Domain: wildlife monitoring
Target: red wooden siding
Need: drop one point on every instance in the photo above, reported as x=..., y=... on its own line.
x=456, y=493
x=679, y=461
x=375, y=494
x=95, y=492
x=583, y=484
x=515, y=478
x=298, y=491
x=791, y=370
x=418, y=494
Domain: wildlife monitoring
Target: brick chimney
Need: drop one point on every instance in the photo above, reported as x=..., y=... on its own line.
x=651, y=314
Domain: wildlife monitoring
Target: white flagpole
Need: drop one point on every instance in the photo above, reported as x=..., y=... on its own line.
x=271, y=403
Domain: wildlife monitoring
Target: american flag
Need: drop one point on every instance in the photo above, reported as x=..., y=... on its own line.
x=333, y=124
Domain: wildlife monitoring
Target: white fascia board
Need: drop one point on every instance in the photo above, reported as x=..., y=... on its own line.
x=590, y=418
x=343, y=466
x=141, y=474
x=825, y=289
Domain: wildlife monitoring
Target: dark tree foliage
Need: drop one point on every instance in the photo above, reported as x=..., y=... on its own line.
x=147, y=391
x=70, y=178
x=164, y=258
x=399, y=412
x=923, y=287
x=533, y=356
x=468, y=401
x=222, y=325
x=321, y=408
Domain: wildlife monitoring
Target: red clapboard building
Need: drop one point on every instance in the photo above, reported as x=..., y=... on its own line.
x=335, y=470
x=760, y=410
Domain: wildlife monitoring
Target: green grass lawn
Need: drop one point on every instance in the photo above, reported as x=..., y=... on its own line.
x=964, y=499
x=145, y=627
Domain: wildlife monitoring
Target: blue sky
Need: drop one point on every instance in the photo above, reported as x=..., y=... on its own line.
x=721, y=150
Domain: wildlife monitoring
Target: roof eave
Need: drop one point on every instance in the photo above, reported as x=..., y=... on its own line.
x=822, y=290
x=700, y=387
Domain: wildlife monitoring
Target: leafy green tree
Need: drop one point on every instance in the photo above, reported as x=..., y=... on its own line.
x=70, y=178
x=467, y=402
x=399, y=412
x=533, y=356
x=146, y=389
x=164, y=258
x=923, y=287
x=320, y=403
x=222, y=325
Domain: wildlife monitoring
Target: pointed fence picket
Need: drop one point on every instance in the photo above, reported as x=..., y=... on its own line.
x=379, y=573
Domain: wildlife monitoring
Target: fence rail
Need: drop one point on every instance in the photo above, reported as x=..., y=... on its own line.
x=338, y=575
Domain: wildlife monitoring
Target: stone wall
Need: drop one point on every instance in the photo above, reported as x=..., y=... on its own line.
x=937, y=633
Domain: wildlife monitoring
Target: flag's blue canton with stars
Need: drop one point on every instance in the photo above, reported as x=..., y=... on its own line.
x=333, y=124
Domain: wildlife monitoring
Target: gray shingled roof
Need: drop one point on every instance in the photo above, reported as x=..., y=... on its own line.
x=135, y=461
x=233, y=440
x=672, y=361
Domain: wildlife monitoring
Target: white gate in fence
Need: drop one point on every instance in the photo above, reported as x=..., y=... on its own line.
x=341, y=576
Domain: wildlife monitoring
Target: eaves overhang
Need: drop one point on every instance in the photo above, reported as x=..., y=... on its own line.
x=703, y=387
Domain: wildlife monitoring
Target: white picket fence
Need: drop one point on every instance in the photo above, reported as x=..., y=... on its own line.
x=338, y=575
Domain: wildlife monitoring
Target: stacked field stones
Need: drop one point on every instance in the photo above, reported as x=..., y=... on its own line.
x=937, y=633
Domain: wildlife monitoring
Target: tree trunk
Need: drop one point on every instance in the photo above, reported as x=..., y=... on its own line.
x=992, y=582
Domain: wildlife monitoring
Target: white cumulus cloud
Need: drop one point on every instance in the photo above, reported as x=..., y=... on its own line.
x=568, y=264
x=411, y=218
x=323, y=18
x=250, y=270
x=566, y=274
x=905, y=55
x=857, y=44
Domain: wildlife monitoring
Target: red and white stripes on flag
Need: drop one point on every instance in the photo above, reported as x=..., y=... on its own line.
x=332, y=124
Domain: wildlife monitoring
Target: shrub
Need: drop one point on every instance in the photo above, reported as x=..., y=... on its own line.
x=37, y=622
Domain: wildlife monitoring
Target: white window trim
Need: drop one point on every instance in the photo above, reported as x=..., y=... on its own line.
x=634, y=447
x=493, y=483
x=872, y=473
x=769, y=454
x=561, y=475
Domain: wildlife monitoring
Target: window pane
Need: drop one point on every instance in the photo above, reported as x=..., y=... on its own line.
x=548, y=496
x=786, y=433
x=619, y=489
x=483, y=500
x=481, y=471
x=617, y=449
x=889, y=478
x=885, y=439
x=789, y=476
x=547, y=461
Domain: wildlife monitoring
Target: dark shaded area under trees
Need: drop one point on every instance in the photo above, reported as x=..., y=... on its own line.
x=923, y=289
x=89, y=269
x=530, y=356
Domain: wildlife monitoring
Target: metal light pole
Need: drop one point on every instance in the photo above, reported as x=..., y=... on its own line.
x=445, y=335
+++
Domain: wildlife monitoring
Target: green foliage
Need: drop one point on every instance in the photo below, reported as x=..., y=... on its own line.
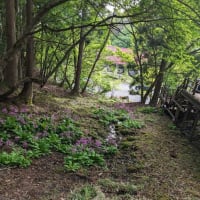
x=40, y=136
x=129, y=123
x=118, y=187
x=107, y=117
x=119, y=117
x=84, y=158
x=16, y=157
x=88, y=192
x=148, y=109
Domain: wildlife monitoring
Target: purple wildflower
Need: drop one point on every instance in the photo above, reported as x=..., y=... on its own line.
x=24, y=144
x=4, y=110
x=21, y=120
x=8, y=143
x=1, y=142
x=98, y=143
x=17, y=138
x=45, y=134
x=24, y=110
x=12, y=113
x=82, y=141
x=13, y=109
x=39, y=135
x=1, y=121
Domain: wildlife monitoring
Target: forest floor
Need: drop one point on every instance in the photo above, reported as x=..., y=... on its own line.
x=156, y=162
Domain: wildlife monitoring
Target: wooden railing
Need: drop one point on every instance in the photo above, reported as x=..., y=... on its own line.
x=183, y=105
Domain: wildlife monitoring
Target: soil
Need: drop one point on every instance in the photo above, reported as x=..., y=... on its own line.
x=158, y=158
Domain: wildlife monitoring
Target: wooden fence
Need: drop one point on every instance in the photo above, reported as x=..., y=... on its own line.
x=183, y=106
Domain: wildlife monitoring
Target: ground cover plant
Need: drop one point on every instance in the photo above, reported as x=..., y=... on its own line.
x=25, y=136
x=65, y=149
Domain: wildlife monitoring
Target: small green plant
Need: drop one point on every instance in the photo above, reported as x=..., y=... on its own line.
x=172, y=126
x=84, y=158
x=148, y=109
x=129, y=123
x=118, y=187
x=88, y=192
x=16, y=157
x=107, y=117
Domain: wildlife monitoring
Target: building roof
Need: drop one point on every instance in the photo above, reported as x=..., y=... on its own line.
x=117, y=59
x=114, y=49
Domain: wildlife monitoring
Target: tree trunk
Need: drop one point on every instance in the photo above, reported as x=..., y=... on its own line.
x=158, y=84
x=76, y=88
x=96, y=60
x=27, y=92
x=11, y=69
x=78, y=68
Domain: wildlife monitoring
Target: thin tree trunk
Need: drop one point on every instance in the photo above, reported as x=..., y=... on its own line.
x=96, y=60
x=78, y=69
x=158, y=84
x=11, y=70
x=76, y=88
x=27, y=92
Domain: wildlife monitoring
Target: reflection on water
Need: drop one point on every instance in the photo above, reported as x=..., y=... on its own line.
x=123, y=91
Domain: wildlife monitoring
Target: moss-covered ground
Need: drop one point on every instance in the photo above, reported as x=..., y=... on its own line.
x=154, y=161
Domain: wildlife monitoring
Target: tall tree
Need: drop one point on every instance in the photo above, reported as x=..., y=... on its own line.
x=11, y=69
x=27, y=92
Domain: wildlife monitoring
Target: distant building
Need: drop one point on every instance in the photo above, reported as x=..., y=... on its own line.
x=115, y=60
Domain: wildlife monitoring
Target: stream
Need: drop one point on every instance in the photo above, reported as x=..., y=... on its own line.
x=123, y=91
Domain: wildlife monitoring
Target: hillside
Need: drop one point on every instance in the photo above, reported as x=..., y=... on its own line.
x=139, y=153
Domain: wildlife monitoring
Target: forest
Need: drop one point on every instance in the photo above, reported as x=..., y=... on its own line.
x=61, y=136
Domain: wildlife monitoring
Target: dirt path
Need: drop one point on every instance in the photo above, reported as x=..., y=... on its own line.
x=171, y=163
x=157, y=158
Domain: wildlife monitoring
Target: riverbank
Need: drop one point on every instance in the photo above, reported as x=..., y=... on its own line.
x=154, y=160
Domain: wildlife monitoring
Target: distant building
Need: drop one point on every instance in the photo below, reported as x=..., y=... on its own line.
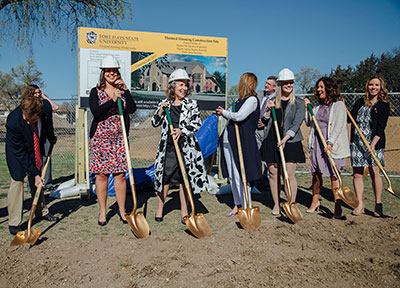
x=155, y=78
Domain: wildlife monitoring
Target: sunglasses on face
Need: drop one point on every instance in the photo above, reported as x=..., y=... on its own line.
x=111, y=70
+++
Show each line from the records above that contains the string "fence", reproducing every such line in full.

Target: pointed fence picket
Target: fence rail
Target: white gate in fence
Target: white picket fence
Target: wooden fence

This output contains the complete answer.